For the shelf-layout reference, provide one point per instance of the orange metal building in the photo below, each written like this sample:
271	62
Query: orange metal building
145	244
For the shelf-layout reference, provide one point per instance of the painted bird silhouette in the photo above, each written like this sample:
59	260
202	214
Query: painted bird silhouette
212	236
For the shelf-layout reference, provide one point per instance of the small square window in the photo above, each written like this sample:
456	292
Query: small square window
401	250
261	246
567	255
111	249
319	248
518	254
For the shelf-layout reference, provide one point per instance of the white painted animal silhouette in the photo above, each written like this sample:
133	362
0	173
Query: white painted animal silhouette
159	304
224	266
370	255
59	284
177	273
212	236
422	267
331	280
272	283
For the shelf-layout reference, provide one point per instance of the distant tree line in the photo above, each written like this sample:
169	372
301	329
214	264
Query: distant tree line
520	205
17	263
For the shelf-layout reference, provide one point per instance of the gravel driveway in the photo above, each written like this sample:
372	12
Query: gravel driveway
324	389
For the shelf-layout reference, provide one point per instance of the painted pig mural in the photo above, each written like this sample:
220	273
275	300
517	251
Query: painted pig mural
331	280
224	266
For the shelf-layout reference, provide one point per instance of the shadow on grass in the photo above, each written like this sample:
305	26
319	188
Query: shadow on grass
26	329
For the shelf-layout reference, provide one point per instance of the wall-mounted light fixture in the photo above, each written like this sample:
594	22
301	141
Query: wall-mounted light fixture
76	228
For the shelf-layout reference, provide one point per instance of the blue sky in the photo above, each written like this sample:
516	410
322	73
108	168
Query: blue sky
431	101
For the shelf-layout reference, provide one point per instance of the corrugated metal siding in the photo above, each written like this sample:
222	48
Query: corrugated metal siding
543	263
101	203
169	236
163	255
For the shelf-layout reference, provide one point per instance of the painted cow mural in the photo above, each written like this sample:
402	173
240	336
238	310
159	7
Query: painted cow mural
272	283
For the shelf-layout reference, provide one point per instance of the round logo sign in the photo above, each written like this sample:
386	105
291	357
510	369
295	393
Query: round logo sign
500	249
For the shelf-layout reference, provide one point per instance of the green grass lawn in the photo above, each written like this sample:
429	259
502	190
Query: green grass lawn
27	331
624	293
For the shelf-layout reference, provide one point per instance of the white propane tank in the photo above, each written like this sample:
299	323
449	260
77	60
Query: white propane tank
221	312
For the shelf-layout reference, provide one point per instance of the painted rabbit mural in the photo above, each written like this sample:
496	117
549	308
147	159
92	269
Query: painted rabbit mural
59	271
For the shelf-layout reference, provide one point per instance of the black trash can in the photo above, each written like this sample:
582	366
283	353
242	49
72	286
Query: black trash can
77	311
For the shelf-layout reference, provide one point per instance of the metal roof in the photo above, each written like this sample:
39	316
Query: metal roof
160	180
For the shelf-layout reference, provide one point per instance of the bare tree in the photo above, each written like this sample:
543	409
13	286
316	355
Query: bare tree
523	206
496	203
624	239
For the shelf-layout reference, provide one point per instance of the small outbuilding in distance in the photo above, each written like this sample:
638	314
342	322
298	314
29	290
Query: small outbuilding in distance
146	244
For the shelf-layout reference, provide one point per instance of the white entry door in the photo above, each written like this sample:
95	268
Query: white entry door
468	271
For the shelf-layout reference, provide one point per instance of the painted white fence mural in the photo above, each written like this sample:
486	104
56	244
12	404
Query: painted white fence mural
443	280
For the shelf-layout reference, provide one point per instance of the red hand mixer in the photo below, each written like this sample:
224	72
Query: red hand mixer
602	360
──────────────────────────────
# Requirements
Repeat the material above in full, keeping every word.

# Written response
For the shelf-layout reference, provide one point per instance of the orange metal building in the photo below, each written like this sample:
271	62
Query: orange metal building
145	244
For the shelf-layout reference, provide one point per instance of the painted bird silhouette in the photo above, each written like this sample:
59	260
202	214
Query: painted bird silhouette
212	236
For the shelf-layout reference, provide one point per instance of the small square window in the photo above, each written like this sample:
456	292
Query: small square window
401	250
261	246
567	255
111	249
319	248
518	254
For the shelf-layout reference, provide one point per instance of the white painted animal silhouette in the photo above, each written like this sample:
133	362
0	173
Query: white painted animal silhouette
159	304
224	266
370	255
59	284
177	273
212	236
422	267
331	280
272	283
For the shelf-layout reference, provide one point per instance of the distant tree line in the photo above, each written like this sample:
169	372
301	329
214	264
Query: distant tree line
520	205
17	263
For the shelf-layout reference, provide one point per instance of the gravel driveway in the photo above, each written like this sample:
372	12
Query: gravel driveway
324	389
For the shelf-layout reference, provide one point per instance of the painted pig mural in the photo above, each written like this sample:
220	273
275	300
517	251
Query: painted pig mural
331	280
224	266
For the shelf-layout reference, provide one point per instance of the shadow on grass in the photo above, each written like this sample:
305	26
319	188
Query: shadow on grass
26	329
For the shelf-layout reference, provide one point per instance of the wall-mounted light fixture in the photo above, each written like this sample:
594	22
301	141
Query: wall-mounted light fixture
76	228
For the shelf-layout reference, provide one point per instance of the blue sky in the photo above, each written like this sample:
516	410
322	73
108	168
Query: blue sky
431	101
For the shelf-layout reference, provide one point per instance of the corrugated metal siding in the photo above, each written like this sample:
222	48
Query: corrugated metal siding
543	263
101	203
169	236
163	255
For the shelf-layout reference, provide one point per instance of the painted cow mural in the photo above, each written like this sample:
402	173
240	336
238	310
159	7
Query: painted cow mural
272	283
For the shelf-layout reference, provide one point per instance of the round logo sign in the photo above, each written like this sample:
386	105
291	357
510	369
295	393
Query: round logo sign
500	249
For the shelf-layout reference, provide one point per instance of the green grass lawn in the photo above, each written like this sample:
429	259
502	190
Query: green grass lawn
27	331
624	293
For the shelf-layout reference, provide one point per instance of the white propane tank in the photo above, each written like this sample:
299	323
449	260
77	60
Query: white propane tank
221	312
For the shelf-layout reference, provide one point per instance of the painted rabbit mural in the photo above, each written like this sample:
496	117
549	308
147	159
92	269
Query: painted rabbit mural
59	271
For the shelf-layout reference, provide one point per instance of the black trash can in the photo above, each written like this sample:
582	366
283	353
242	49
72	286
Query: black trash can
77	311
For the shelf-layout reference, provide one point per instance of the metal roof in the photo above, each written like this sample:
39	316
Query: metal roof
160	180
For the shelf-layout reference, provide one point per instance of the bare tree in the photo above, each written like this sample:
543	409
13	286
316	355
Query: bare tree
523	206
496	203
624	239
For the shelf-layout reference, provide one point per instance of the small outbuilding in distance in the photo above, each written like this sample:
638	314
342	322
298	314
29	290
Query: small outbuilding in distance
146	244
For the shelf-layout reference, provide one point per instance of the white entry door in the photo above, each written like this sample:
95	268
Query: white entry door
468	271
For the shelf-layout reference, provide one point per instance of the painted white fence mural in the photo above, each written like this sample:
486	104
56	244
12	404
Query: painted white fence mural
443	280
For the shelf-layout reference, provide one point per instance of the red hand mixer in the photo below, each written like this sample:
224	72
Query: red hand mixer
602	360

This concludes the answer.